Provided passage –
+ + +

FBI Agent Quit Crossfire Hurricane After Request for ‘Enhanced Validation’ of Steele Was Denied

FBI Agent Quit Crossfire Hurricane After Request for ‘Enhanced Validation’ of Steele Was Denied
Former UK intelligence officer Christopher Steele in London on July 24, 2020. (Tolga Akmen/AFP via Getty Images)
Tom Ozimek
1/19/2021
Updated:
1/19/2021

A senior FBI agent asked to be removed from the Crossfire Hurricane team that probed the Trump campaign’s alleged links to Russia after his request for a more stringent validation of ex-British spy Christopher Steele’s subsources was rejected, the agent told a Senate panel last year, according to a newly released transcript.

The FBI supervisory special agent, identified in the transcript as “Supervisory Special Agent 1,” (SSA) told the Senate Judiciary Committee on Aug. 27 that his request for an “enhanced validation review” was denied over concerns of leaks.

“Just to be clear exactly what I’m talking about,” the agent said, “there was a constant validation review ongoing by the Counterintelligence Division and the intelligence analysts at the time. My request was to the FBI director of intelligence for them to do what is considered an enhanced validation review, something outside and independent of the Counterintelligence Division,” he explained.

That request was denied by Bill Priestap, who headed up the FBI’s counterintelligence division, although the enhanced validation review was initiated about a year later, the SSA noted. He added that he had a “professional disagreement” with Priestap over the matter, prompting him to request a transfer off the Crossfire Hurricane team and back to the FBI’s Washington Field Office.

The agent said he was aware that Steele was not the originating source of any of the factual information contained in what was to become the infamous Steele dossier, which played a key role in the FBI’s application for a wiretap of former Trump campaign associate Carter Page. The SSA said Steele instead “had a subsource network that provided him the reporting” for the dossier, and that the agent felt it was “important” to identify Steele’s source network in validating the accuracy of the dossier.

+ + +

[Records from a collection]
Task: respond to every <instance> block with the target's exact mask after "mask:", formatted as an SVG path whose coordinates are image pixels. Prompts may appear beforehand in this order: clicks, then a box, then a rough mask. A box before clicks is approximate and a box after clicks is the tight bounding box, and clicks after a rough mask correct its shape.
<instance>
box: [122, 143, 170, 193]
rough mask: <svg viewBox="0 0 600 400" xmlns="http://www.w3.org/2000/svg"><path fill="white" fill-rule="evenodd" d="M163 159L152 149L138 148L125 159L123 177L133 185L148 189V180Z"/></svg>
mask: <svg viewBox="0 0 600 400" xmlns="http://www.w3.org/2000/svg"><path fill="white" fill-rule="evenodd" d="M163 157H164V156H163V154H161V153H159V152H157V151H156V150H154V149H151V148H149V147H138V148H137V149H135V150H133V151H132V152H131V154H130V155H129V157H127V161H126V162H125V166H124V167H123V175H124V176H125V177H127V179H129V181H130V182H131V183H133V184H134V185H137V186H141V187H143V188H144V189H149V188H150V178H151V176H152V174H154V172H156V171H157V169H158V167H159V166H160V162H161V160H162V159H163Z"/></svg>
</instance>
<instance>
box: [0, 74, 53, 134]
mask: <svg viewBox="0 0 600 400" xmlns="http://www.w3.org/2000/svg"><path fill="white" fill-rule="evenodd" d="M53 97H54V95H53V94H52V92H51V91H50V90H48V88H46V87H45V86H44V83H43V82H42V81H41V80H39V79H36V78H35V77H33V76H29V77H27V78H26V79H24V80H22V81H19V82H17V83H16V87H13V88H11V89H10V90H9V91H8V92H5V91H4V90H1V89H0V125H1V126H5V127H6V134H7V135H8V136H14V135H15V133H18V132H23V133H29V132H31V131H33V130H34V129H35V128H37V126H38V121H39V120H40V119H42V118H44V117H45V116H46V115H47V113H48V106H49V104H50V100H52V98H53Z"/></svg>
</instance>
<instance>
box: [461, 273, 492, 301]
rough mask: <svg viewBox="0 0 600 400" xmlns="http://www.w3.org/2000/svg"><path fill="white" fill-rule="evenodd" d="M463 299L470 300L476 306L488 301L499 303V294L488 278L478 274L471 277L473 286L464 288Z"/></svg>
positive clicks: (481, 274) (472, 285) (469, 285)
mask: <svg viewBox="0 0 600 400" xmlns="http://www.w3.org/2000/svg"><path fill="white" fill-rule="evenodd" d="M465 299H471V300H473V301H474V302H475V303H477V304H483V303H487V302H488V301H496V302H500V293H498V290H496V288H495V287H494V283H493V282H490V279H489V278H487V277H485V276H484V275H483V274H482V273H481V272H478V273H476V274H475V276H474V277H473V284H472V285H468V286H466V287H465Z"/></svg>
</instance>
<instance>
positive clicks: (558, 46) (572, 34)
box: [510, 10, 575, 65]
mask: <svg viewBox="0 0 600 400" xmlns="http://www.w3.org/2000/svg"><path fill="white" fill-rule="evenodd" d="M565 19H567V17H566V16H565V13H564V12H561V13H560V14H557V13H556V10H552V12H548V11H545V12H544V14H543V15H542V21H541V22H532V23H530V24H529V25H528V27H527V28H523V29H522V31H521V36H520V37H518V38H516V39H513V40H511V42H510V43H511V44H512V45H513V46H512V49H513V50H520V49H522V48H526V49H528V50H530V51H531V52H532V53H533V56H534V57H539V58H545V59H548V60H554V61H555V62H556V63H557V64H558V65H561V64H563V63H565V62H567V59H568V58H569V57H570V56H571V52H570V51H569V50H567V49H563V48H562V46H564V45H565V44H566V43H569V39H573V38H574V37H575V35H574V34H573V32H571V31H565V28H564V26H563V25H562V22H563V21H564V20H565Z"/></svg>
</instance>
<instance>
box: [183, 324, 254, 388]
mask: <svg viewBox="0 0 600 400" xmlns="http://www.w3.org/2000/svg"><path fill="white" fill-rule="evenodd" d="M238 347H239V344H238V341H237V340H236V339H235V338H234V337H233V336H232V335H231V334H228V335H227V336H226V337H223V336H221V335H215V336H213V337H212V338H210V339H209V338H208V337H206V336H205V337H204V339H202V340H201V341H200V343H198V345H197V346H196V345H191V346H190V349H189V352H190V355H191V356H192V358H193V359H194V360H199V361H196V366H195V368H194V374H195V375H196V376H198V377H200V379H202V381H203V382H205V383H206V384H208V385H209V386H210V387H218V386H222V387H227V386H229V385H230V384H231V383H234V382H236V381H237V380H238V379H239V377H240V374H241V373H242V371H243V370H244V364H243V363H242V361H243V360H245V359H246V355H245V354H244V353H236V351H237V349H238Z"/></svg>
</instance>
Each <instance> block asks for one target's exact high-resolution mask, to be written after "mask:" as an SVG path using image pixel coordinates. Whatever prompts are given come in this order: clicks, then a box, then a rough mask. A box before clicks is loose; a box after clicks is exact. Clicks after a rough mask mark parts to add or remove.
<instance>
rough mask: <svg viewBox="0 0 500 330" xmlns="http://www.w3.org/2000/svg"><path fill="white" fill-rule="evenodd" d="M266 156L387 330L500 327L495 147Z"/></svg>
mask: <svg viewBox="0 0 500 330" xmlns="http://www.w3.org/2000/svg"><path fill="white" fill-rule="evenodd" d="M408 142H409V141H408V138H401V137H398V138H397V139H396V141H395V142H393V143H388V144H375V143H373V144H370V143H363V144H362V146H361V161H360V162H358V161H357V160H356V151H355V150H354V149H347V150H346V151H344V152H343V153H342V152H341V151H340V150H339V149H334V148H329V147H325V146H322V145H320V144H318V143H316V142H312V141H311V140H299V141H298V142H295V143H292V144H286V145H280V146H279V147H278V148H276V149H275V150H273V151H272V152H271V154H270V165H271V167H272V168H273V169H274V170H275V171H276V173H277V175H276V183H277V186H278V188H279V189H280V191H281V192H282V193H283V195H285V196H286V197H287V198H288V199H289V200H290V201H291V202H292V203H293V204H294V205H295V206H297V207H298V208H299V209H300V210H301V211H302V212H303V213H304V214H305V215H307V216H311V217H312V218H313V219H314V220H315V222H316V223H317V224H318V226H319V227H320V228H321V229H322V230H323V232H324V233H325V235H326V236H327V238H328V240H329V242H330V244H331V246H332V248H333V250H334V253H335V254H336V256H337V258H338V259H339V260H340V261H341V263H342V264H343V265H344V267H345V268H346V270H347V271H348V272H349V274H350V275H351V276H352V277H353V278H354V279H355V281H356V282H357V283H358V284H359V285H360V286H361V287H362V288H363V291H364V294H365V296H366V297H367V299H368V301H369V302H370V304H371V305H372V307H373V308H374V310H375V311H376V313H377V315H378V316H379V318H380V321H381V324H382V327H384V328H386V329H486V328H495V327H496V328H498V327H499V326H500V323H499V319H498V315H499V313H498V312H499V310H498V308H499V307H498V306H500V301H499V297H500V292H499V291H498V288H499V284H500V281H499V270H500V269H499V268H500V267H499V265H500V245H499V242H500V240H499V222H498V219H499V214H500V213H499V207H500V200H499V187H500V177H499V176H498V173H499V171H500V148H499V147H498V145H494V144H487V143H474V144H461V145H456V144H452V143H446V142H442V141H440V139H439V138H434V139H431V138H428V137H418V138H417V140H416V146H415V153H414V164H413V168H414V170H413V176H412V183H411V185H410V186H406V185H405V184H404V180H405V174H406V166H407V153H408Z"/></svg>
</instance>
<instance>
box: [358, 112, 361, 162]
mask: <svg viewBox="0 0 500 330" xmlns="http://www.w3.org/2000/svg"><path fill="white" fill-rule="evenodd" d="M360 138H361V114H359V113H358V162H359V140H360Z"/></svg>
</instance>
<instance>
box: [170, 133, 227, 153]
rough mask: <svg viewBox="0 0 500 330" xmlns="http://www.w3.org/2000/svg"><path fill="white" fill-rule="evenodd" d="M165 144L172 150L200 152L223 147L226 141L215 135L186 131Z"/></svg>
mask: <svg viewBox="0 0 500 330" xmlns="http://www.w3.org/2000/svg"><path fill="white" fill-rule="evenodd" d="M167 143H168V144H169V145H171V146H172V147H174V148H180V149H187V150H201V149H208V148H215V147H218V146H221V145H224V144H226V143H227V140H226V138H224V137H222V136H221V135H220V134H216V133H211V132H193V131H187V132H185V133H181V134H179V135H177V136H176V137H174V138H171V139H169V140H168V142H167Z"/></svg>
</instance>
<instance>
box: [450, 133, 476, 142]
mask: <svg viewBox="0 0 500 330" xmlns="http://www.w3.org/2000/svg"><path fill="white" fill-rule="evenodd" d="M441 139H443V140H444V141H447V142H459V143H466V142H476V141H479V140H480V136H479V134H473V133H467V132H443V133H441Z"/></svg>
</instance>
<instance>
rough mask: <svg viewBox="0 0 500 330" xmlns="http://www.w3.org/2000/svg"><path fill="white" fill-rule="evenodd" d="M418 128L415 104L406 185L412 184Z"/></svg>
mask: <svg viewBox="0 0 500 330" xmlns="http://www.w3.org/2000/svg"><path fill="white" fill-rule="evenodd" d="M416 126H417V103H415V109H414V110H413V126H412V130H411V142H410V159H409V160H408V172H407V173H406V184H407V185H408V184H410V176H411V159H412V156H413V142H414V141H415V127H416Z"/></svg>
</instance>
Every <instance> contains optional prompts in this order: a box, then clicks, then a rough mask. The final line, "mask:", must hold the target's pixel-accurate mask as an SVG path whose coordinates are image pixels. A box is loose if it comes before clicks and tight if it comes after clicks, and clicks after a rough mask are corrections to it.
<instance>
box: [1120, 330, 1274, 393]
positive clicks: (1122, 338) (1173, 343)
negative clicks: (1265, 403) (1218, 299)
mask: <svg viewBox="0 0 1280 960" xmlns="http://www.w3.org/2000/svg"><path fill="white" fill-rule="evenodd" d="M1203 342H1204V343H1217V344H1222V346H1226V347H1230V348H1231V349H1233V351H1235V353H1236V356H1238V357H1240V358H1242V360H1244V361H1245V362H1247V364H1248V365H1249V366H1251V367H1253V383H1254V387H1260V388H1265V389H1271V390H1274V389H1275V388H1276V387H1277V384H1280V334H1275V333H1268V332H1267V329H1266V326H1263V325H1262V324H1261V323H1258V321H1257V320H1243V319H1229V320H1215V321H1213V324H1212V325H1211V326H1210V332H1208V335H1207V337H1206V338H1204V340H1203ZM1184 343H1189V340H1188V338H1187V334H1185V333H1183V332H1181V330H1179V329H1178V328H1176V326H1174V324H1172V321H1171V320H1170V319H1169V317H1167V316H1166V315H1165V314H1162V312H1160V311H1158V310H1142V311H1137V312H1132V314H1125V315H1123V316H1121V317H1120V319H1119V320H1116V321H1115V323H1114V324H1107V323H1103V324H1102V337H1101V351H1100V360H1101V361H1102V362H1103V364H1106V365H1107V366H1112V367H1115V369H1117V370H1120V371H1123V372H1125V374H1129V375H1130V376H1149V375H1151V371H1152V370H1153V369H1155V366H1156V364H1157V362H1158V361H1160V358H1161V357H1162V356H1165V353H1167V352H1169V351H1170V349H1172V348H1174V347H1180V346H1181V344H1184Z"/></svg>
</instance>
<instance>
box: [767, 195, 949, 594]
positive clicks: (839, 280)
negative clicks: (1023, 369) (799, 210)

+ + +

Your assignment – Go on with the news article about the FBI agent who left Crossfire Hurricane, starting after its last sentence.

Response –
The SSA said he sought a review of Steele because of the dossier’s significance to the FBI’s application to a FISA court for a surveillance warrant against Page.

“I recognized the significance of his reporting, the use in a FISA application,“ he said. ”I had questions about our intel validation was ongoing in the Counterintelligence Division, and all of that contributed to my professional disagreement,” he added.

Carter Page, petroleum industry consultant and former foreign policy adviser to Donald Trump, in New York City on Aug. 21, 2020. (Brendon Fallon/The Epoch Times)
Carter Page, petroleum industry consultant and former foreign policy adviser to Donald Trump, in New York City on Aug. 21, 2020. (Brendon Fallon/The Epoch Times)
Steele’s primary subsource was later identified as a Washington-based Russian national who himself had been investigated by the FBI on suspicions of being a spy for the Kremlin, according to documents released by Attorney General William Barr.

The FBI would later cut Steele off as a confidential human source because of his contacts with journalists.

Priestap, who retired from the FBI in 2018, could not be reached for comment.

In a report released in December 2019 (pdf), Justice Department Inspector General Michael Horowitz found that Steele’s dossier played a “central and essential role in the decision to seek a FISA application for Carter Page,” although he also noted his investigative team found the dossier “played no role” in launching the Crossfire Hurricane probe.
Justice Department Inspector General Michael Horowitz testifies at a hearing on Capitol Hill in Washington, on Dec. 11, 2019. (Saul Loeb/AFP/Getty Images)
Justice Department Inspector General Michael Horowitz testifies at a hearing on Capitol Hill in Washington, on Dec. 11, 2019. (Saul Loeb/AFP/Getty Images)

At the same time, Horowitz found “at least 17 significant errors and omissions” in the FBI’s case for surveilling Page. Although Horowitz said in the report that his team didn’t find evidence of intentional misconduct on the part of case agents who applied for the surveillance warrants, “we also did not receive satisfactory explanations for the errors or problems we identified.”

The record of the testimony of the SSA was part of a trove of transcripts released last week by Sen. Lindsey Graham (R-S.C.).

Graham, who chairs the Senate Judiciary Committee, released hundreds of pages of transcripts from the committee’s inquiry into the origins of the Crossfire Hurricane probe, saying in a statement that he believes the effort “was one of the most incompetent and corrupt investigations in the history of the FBI and DOJ.”

The South Carolina Republican criticized the leadership of the FBI under former Director James Comey and former Deputy Director Andrew McCabe, arguing it was “either grossly incompetent” or said “they knowingly allowed tremendous misdeeds.”

“There was a blind eye turned toward any explanation other than the Trump campaign was colluding with foreign powers,” Graham said. “At every turn the FBI and DOJ ran stop signs that were in abundance regarding exculpatory information.”

Graham contended the Crossfire Hurricane “investigation was pushed when it should have been stopped and the only logical explanation is that the investigators wanted an outcome because of their bias.”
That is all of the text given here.